** begin TASK DATA **
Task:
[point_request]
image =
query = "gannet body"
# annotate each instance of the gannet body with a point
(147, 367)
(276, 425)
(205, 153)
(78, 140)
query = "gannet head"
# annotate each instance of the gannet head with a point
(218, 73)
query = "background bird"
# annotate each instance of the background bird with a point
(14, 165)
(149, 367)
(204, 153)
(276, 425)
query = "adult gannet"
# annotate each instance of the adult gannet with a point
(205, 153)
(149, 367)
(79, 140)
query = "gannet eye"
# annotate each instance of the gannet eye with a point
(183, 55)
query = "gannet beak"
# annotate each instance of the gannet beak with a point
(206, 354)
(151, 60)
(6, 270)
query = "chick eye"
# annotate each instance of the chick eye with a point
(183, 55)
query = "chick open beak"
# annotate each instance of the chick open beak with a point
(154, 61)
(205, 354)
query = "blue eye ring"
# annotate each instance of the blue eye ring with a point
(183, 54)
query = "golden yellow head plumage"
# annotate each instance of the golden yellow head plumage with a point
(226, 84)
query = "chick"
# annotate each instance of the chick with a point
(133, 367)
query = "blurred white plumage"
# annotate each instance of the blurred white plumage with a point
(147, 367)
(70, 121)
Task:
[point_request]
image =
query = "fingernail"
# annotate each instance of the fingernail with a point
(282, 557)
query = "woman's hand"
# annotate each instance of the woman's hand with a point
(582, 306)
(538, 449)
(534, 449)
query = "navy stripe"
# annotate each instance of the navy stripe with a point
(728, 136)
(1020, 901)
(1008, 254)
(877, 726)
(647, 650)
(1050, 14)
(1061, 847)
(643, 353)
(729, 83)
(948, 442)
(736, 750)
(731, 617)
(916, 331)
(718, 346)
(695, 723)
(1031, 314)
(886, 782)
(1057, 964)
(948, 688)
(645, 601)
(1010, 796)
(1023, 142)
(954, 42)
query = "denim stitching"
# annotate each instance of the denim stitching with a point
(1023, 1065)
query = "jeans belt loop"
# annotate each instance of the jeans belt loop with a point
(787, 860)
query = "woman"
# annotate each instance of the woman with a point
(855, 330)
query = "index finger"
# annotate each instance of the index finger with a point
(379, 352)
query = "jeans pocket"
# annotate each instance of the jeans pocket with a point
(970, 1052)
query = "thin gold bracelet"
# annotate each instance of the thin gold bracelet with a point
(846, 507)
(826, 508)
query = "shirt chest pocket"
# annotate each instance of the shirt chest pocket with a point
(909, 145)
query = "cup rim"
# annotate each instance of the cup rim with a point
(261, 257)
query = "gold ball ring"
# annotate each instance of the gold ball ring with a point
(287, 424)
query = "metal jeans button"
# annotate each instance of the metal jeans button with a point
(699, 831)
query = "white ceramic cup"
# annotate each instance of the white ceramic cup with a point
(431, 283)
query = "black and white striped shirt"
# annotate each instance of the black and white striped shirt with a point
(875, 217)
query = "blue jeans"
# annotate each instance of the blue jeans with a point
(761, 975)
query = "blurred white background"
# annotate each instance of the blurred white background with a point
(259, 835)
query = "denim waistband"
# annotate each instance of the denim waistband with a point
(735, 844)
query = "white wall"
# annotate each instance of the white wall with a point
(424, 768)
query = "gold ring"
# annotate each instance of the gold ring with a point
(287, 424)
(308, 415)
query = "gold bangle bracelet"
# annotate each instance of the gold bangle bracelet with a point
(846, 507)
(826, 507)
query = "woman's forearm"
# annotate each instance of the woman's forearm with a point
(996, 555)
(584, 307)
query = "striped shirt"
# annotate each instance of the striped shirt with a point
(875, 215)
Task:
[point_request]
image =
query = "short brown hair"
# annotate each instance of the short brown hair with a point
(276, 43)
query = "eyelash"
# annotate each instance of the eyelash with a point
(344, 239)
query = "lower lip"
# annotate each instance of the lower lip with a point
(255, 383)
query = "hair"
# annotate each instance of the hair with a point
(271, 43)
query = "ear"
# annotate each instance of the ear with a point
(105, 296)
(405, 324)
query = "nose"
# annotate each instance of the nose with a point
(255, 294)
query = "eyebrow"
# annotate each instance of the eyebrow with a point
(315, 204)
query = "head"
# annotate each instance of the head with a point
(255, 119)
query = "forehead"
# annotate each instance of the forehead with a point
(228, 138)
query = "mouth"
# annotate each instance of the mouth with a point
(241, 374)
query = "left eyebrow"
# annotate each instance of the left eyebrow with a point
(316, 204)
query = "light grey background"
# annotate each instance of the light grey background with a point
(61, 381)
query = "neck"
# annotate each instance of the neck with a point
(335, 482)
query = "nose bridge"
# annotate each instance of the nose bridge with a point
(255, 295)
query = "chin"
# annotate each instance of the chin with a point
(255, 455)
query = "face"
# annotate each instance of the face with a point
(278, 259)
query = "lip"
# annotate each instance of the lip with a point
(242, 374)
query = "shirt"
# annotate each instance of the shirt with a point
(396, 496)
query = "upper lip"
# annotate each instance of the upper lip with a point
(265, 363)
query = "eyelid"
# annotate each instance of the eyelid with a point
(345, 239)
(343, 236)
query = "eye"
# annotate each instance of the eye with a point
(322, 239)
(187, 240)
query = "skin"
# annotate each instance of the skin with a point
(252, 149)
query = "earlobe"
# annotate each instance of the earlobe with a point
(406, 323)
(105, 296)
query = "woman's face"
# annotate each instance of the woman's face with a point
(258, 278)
** end TASK DATA **
SET PROBLEM
Reproduce every line of the data verbatim.

TASK ANSWER
Task:
[point_request]
image =
query = "gannet body"
# annotate each instance of the gannet body with a point
(147, 367)
(276, 425)
(205, 153)
(78, 140)
query = "gannet head"
# annotate each instance of the gannet head with a point
(218, 73)
query = "background bird"
# annotate each instance of the background bird with a point
(14, 165)
(149, 367)
(204, 153)
(276, 425)
query = "adult gannet"
# annotate each instance of the adult gannet with a point
(205, 153)
(149, 367)
(79, 140)
query = "gannet eye"
# annotate each instance of the gannet eye with a point
(183, 55)
query = "gannet beak"
# annotate each instance of the gannet beak with a point
(206, 354)
(151, 60)
(6, 270)
query = "chick eye"
# annotate each instance of the chick eye with a point
(183, 55)
query = "chick open beak"
# annotate each instance of the chick open beak with a point
(154, 61)
(205, 354)
query = "blue eye ring"
# annotate each instance of the blue eye ring with a point
(183, 54)
query = "golden yellow head plumage"
# annotate each instance of the golden yellow head plumage with a point
(226, 84)
query = "chick"
# annotate each instance of the chick with a point
(133, 367)
query = "blurred white plumage"
# annotate each instance of the blurred white plumage with a point
(147, 367)
(70, 121)
Task:
[point_request]
image =
query = "fingernail"
# annotate each instance of the fingernail with a point
(282, 557)
query = "woman's hand"
# annotate each instance of the woman's hand with a point
(582, 306)
(538, 449)
(534, 449)
query = "navy stripe"
# annotate each instance of the navy stripe with a point
(728, 136)
(1020, 901)
(1008, 254)
(877, 726)
(647, 650)
(1050, 14)
(1061, 847)
(643, 353)
(729, 83)
(948, 442)
(736, 750)
(731, 617)
(916, 331)
(718, 346)
(695, 723)
(1031, 314)
(886, 782)
(1057, 964)
(948, 688)
(645, 601)
(1010, 796)
(1023, 142)
(954, 42)
query = "denim stitching"
# annotate each instance of the denim stitching with a point
(1023, 1065)
query = "jeans belt loop"
# annotate each instance of the jeans belt loop with a point
(787, 860)
query = "woman"
# annotate each instance of the woman with a point
(855, 330)
query = "index finger"
# annotate each instance of the index finger with a point
(379, 352)
query = "jeans pocket"
# annotate each instance of the jeans pocket with a point
(970, 1052)
query = "thin gold bracelet"
# annotate each instance of the thin gold bracelet with a point
(846, 507)
(826, 508)
query = "shirt chest pocket"
# annotate each instance of the shirt chest pocket with a point
(909, 145)
query = "cup rim"
# annotate each instance of the cup rim with a point
(261, 257)
query = "gold ball ring"
# annotate each instance of the gold ball ring with a point
(287, 424)
query = "metal jeans button"
# annotate each instance of the metal jeans button with a point
(699, 831)
query = "white ceramic cup"
# annotate each instance of the white ceramic cup with a point
(431, 283)
query = "black and white striped shirt"
# annotate each instance of the black and white striped shirt with a point
(875, 217)
query = "blue jeans"
# annotate each instance of the blue jeans with a point
(761, 975)
query = "blurred white background"
# annotate each instance of the blurred white background with a point
(259, 835)
query = "denim waistband"
# annotate each instance of the denim waistband with a point
(735, 844)
query = "white wall"
# annotate each instance of the white wall with a point
(424, 768)
query = "gold ring"
# annotate each instance of the gold ring with a point
(287, 424)
(308, 415)
query = "gold bangle bracelet"
# annotate each instance of the gold bangle bracelet with a point
(846, 507)
(826, 507)
query = "woman's forearm"
# annotate each instance of the woman's forearm with a point
(996, 555)
(584, 307)
query = "striped shirt"
# annotate each instance of the striped shirt with a point
(875, 215)
Task:
[point_request]
image =
query = "short brown hair"
# annotate each instance of the short brown hair with a point
(276, 43)
query = "eyelash"
# annotate each instance of the eyelash with a point
(344, 239)
query = "lower lip"
# annotate each instance of the lower lip with a point
(255, 383)
query = "hair"
# annotate each instance of the hair with a point
(271, 43)
query = "ear"
# annotate each instance of the ear with a point
(105, 296)
(405, 324)
query = "nose"
# annotate each instance of the nose with a point
(255, 294)
query = "eyebrow"
# annotate each instance of the eyebrow with a point
(315, 204)
query = "head"
# annotate each instance of the head with a point
(255, 119)
query = "forehead"
# annotate each instance of the forehead with a point
(228, 138)
query = "mouth"
# annotate each instance of the mouth with a point
(241, 374)
query = "left eyebrow"
# annotate each instance of the left eyebrow with a point
(316, 204)
query = "light grey background"
# annotate each instance of the light grey background with a point
(61, 381)
query = "neck"
# annotate each instance of the neck with a point
(335, 482)
query = "nose bridge"
# annotate each instance of the nose bridge with a point
(255, 295)
query = "chin"
# annotate each instance of the chin with a point
(255, 455)
query = "face"
# annotate each instance of the face with a point
(278, 259)
query = "lip"
# annotate each instance of the lip with a point
(242, 374)
query = "shirt"
# annotate each instance of the shirt with a point
(396, 496)
query = "upper lip"
# annotate each instance of the upper lip with a point
(265, 363)
query = "eyelid"
# annotate each instance of the eyelid with a point
(345, 239)
(343, 236)
query = "eye"
# annotate each instance of the eye with a point
(322, 239)
(187, 240)
query = "skin"
# annotate each instance of the skin with a point
(252, 149)
query = "earlobe"
# annotate each instance of the earlobe with a point
(406, 323)
(105, 296)
query = "woman's face"
# annotate each instance of the woman's face with a point
(258, 278)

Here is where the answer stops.